Extract the line that contains "Please point out the red car body" and every line after it to the end of the records below, exactly as written and nothing else.

::::::::

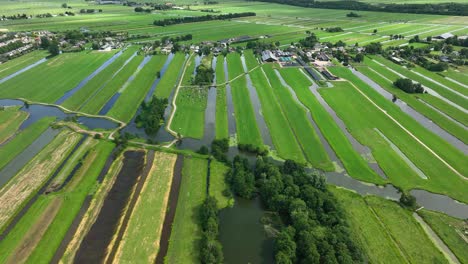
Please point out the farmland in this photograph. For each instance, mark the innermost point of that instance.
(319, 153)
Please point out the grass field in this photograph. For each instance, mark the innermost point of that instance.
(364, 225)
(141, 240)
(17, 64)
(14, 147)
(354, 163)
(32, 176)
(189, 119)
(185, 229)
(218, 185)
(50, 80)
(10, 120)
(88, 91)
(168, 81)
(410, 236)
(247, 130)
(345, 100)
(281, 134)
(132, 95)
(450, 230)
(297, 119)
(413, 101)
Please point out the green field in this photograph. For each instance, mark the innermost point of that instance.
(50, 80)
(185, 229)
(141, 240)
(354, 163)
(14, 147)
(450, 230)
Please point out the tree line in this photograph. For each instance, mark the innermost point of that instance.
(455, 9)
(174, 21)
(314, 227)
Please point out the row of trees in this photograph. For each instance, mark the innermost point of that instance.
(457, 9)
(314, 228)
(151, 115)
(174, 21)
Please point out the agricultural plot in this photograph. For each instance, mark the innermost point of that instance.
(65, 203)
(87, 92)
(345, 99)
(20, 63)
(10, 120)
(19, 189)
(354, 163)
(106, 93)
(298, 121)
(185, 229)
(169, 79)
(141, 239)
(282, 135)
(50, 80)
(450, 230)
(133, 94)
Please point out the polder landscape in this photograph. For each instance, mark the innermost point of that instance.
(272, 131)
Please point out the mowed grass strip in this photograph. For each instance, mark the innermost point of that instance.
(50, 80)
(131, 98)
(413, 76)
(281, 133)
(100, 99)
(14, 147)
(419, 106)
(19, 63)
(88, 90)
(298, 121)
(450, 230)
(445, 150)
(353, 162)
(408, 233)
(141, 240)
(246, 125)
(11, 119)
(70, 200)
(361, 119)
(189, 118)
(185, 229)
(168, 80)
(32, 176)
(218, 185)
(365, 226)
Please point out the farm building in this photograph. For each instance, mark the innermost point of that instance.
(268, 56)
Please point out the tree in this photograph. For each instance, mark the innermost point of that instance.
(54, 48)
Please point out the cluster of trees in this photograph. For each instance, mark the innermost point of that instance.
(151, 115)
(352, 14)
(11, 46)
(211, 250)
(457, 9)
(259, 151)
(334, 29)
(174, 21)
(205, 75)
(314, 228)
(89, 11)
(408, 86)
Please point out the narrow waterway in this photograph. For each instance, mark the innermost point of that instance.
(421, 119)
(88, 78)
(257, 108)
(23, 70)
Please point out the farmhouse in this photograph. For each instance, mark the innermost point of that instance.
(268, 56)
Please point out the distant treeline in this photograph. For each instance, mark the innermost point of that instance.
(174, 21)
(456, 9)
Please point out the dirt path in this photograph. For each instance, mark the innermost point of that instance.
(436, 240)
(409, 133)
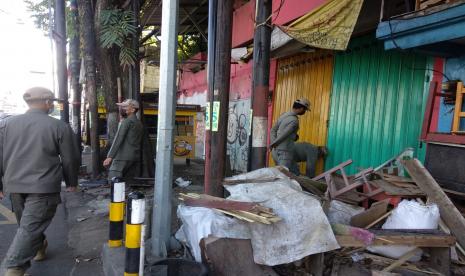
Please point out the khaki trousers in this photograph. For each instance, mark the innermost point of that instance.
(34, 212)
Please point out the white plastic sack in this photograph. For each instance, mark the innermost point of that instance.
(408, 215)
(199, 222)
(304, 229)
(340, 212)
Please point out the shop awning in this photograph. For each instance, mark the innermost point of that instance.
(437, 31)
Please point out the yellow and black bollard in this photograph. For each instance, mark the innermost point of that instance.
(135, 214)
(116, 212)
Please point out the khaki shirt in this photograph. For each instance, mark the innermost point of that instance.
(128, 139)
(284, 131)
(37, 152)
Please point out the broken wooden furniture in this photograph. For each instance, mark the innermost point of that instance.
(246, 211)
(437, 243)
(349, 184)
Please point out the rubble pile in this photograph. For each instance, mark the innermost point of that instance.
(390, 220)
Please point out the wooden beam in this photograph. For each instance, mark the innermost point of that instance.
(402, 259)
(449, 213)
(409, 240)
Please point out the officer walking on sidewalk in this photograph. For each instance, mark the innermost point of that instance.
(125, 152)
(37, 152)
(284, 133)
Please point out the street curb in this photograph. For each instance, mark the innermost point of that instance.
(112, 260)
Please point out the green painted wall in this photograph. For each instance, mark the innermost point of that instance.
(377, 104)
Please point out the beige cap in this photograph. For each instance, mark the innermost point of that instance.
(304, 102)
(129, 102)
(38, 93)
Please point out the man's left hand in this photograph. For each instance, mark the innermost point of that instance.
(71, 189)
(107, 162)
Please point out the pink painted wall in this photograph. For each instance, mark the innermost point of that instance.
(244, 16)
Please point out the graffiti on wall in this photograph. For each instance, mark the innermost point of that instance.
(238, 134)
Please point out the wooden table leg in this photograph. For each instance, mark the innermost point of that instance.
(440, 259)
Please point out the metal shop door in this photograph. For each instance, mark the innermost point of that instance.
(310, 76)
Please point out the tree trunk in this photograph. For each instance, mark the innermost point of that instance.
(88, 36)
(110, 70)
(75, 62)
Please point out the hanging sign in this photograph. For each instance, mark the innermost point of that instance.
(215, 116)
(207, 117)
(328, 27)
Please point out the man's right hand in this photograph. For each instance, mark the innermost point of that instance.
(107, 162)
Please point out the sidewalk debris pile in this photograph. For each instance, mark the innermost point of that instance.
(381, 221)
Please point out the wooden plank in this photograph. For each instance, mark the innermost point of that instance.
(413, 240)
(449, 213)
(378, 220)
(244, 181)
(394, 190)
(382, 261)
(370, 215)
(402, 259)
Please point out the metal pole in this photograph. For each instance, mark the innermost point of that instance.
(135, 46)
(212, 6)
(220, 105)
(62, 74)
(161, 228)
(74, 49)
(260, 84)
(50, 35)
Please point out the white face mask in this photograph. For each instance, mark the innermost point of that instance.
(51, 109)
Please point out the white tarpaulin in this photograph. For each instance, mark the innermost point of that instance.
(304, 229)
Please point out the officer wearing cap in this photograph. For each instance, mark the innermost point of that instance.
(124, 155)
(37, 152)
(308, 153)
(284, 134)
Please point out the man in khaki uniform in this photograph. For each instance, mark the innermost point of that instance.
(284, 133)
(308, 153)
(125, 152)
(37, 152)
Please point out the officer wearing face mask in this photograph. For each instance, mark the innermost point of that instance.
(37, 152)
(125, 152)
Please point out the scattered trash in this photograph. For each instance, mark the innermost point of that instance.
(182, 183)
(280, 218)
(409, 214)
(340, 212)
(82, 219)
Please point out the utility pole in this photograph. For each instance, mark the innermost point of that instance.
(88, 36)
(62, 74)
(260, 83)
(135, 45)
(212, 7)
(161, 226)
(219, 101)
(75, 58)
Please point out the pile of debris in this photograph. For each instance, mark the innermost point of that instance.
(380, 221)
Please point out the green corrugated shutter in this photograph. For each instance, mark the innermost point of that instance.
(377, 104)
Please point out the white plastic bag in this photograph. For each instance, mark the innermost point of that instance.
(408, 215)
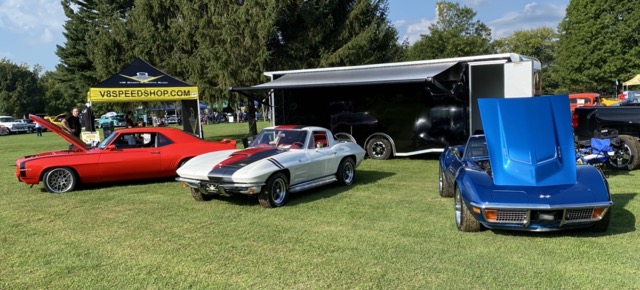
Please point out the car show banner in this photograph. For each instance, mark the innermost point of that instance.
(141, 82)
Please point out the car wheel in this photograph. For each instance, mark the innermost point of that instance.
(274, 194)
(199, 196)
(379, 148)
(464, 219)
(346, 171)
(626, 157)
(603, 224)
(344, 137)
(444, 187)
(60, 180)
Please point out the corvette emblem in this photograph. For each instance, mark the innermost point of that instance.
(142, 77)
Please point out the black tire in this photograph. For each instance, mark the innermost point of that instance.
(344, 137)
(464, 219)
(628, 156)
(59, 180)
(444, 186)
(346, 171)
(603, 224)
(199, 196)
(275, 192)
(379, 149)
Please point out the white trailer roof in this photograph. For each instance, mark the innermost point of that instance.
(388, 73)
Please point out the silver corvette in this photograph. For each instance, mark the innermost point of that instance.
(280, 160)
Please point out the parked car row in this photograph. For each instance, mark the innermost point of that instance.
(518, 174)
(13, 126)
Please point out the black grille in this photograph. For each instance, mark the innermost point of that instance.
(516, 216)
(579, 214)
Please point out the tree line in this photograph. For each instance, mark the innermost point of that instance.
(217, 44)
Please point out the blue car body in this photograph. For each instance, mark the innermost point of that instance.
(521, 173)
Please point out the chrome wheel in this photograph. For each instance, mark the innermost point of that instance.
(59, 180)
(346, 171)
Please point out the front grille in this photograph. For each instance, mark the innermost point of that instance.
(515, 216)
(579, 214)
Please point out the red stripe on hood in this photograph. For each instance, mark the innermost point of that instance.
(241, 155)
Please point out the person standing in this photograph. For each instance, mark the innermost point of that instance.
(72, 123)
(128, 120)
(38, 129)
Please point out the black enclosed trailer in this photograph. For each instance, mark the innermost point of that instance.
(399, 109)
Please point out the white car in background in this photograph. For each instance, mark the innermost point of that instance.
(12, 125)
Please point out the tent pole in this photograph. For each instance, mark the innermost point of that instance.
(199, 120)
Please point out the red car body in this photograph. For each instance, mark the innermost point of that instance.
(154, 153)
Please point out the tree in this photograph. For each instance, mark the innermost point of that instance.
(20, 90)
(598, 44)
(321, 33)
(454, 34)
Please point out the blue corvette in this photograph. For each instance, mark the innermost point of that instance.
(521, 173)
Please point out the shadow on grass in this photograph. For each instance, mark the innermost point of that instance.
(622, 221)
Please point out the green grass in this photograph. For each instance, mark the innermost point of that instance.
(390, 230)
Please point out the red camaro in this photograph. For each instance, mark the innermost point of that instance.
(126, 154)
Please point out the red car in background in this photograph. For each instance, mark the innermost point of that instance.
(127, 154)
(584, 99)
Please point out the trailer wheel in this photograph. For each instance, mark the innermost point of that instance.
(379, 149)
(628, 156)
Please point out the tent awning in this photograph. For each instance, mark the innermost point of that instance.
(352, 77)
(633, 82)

::::::::

### Solution for this task
Please point out the red car body in this photograph. For each instance, mark the innermost point of that instance.
(154, 153)
Please point out the tree in this photograph. For each instance, mark the innermost point of that instance.
(20, 90)
(598, 44)
(321, 33)
(454, 34)
Please point out the blue corvette in this photograph. For each instance, mark the innermost point of that instance.
(521, 173)
Please point out the shadow on grass in this photograph. For each instance, mark the innermost point of that instance.
(622, 221)
Please point out the green grass in this photograph. For each instance, mark the innermost point of that instance.
(390, 230)
Please point out the red camaro in this photograph. For each instance, mark the innermost point of that instance.
(126, 154)
Please point out the red car in background in this photograph. For each instance, mark the innermost point of that instance.
(127, 154)
(584, 99)
Please point out the trailer wheel in this photograph. For each instance, mark the innermost point of that instance.
(379, 149)
(628, 156)
Please point out the tent awning in this photograph. For each instance, mark the innermost point of that instance.
(352, 77)
(633, 82)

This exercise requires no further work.